-- start of Data extract --

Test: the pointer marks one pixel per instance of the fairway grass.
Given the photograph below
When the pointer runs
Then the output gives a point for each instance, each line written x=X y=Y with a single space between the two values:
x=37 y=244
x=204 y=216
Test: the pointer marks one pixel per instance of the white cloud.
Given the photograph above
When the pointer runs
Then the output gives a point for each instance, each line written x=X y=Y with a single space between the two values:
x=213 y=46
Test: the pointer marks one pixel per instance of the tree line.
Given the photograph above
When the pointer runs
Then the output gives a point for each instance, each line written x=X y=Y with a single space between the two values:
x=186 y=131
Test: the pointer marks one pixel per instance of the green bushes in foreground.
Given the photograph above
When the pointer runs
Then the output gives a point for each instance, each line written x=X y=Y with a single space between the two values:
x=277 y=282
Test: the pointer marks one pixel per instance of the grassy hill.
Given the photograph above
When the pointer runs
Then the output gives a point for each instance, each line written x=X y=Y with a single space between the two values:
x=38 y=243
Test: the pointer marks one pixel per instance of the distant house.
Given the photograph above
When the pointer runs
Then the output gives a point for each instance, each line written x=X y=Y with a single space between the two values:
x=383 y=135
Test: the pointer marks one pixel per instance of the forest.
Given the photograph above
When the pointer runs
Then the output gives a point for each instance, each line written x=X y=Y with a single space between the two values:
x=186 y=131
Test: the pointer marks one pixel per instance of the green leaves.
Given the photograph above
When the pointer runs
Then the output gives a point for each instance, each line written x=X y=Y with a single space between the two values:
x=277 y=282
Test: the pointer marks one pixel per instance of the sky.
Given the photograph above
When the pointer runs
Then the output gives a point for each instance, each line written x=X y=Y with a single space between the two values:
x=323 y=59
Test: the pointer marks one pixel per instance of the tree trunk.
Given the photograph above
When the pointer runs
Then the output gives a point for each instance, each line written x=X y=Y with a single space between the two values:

-- end of Data extract --

> **Exercise prompt**
Rewrite every line of the data listing above as a numbered list, leaving out any blank lines.

> **Response to this task**
1. Test: the pointer marks one pixel per instance of the fairway grass.
2. Given the photograph below
3. When the pointer runs
4. Then the output gives a point for each instance, each line written x=X y=Y with a single space between the two values:
5. x=37 y=244
6. x=204 y=216
7. Test: the pointer marks one pixel per instance of the white cloud.
8. Given the photograph above
9. When the pointer runs
10. Then the output gives a point for each instance, each line written x=X y=Y with a single space between the two values:
11. x=213 y=46
12. Test: the pointer marks one pixel per instance of the tree line.
13. Given the photograph above
14. When the pointer runs
15. Then the output gives a point for each instance, each line written x=X y=Y with a single space between the two values:
16. x=186 y=131
17. Test: the pointer marks one pixel per instance of the green bushes in foreground.
18. Given the photograph above
19. When the pointer runs
20. Then the output gives a point for each instance, each line written x=X y=Y with a single space between the two values:
21. x=277 y=282
22. Test: the pointer marks one pixel per instance of the grassy hill.
23. Given the photograph above
24. When the pointer runs
25. Then the output gives a point for each instance, each line written x=X y=Y with a single space between the two values:
26. x=38 y=243
27. Test: the pointer marks one pixel per instance of the distant house.
28. Given the photograph above
29. When the pointer runs
30. Then the output gives a point for each instance, each line written x=X y=Y with a single space between the two values:
31. x=383 y=135
32. Test: the pointer marks one pixel per instance of the forest.
33. Given the photograph above
34. When the pointer runs
35. Then the output gives a point for each instance, each line written x=X y=Y with a single space between the two values:
36. x=186 y=131
37. Test: the pointer marks one pixel per instance of the green leaves.
38. Given the photograph above
39. When the pointer runs
40. Then the output gives a point for each instance, each line written x=X y=Y with a single space between the two values:
41. x=277 y=282
42. Test: the pointer marks one pixel per instance of the sky.
43. Given the photograph above
44. When the pointer runs
45. Then the output gives a point for each instance, each line written x=X y=Y with a single space between the two values:
46. x=323 y=59
47. Test: the pointer marks one pixel per instance of the tree trunk.
48. Given the photograph above
49. When the pointer runs
50. Then the output gives a point for each instance, each line written x=X y=Y with a single space between the two values:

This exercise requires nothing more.